What the task asks: Each entry that follows should be retyped in full and exactly.

Records provided:
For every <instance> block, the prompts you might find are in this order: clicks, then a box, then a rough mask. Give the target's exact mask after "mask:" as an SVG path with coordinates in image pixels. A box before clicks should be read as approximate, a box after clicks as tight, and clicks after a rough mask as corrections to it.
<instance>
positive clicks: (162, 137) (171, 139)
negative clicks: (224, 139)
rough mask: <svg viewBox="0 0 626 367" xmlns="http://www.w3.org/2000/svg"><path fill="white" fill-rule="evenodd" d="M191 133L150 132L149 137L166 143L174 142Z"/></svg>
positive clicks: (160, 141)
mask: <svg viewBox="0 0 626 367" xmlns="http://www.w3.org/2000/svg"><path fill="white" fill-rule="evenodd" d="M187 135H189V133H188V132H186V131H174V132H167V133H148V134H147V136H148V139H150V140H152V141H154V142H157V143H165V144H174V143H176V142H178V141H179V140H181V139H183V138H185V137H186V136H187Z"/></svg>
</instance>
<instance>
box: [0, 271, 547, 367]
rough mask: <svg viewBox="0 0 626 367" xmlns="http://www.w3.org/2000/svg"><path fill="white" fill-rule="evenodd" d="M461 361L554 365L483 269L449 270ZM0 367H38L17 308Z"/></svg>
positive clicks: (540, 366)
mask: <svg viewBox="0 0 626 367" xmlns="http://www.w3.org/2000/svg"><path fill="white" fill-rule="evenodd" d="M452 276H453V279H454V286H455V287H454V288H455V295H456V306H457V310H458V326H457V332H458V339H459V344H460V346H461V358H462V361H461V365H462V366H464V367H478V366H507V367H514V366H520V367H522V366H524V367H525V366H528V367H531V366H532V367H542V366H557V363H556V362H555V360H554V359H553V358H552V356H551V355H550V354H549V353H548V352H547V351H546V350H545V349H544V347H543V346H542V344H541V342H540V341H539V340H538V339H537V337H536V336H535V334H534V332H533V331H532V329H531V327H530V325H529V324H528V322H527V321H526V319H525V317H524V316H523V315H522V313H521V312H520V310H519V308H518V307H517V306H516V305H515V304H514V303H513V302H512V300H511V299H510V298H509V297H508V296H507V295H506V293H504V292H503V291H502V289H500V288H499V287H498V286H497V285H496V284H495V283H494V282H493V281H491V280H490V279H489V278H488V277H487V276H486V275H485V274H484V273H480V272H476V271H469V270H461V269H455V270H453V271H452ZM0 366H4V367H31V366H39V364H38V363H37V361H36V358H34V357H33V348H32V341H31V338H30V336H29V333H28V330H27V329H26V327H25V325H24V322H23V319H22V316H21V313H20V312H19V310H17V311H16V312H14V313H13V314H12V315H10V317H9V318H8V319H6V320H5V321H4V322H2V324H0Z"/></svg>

Response below:
For every <instance> block, the prompts you might find are in this order: clicks, then a box, then a rough mask. Give the target's exact mask after "mask:" as an SVG path with coordinates in image pixels. A box before clicks should be read as approximate, a box after clicks as tight, and clicks after a rough mask as corrections to it.
<instance>
positive clicks: (162, 137) (171, 139)
negative clicks: (224, 139)
rough mask: <svg viewBox="0 0 626 367" xmlns="http://www.w3.org/2000/svg"><path fill="white" fill-rule="evenodd" d="M191 133L150 132L149 137L166 143L174 142Z"/></svg>
positive clicks: (160, 141)
mask: <svg viewBox="0 0 626 367" xmlns="http://www.w3.org/2000/svg"><path fill="white" fill-rule="evenodd" d="M187 135H189V133H188V132H186V131H174V132H167V133H148V134H147V136H148V139H150V140H152V141H154V142H157V143H165V144H174V143H176V142H178V141H179V140H181V139H183V138H185V137H186V136H187Z"/></svg>
</instance>
<instance>
box: [0, 271, 547, 367]
rough mask: <svg viewBox="0 0 626 367" xmlns="http://www.w3.org/2000/svg"><path fill="white" fill-rule="evenodd" d="M461 361L554 365L483 269L449 270ZM0 367H38L17 308Z"/></svg>
positive clicks: (540, 366)
mask: <svg viewBox="0 0 626 367" xmlns="http://www.w3.org/2000/svg"><path fill="white" fill-rule="evenodd" d="M452 276H453V279H454V286H455V287H454V288H455V295H456V306H457V310H458V326H457V332H458V339H459V344H460V346H461V358H462V361H461V365H462V366H464V367H478V366H507V367H514V366H520V367H522V366H524V367H525V366H528V367H531V366H532V367H542V366H557V363H556V362H555V360H554V359H553V358H552V356H551V355H550V354H549V353H548V352H547V351H546V350H545V349H544V347H543V346H542V344H541V342H540V341H539V340H538V339H537V337H536V336H535V334H534V332H533V331H532V329H531V327H530V325H529V324H528V322H527V321H526V319H525V317H524V316H523V315H522V313H521V312H520V310H519V308H518V307H517V306H516V305H515V304H514V303H513V302H512V300H511V299H510V298H509V297H508V296H507V295H506V293H504V292H503V291H502V289H500V288H499V287H498V286H497V285H496V284H495V283H494V282H493V281H491V280H490V279H489V278H488V277H487V276H486V275H485V274H484V273H480V272H476V271H469V270H461V269H455V270H453V271H452ZM0 366H4V367H31V366H39V364H38V363H37V361H36V358H34V357H33V348H32V341H31V338H30V336H29V333H28V330H27V329H26V327H25V325H24V322H23V319H22V316H21V313H20V312H19V310H17V311H16V312H14V313H13V314H12V315H10V317H9V318H8V319H6V320H5V321H4V322H2V324H0Z"/></svg>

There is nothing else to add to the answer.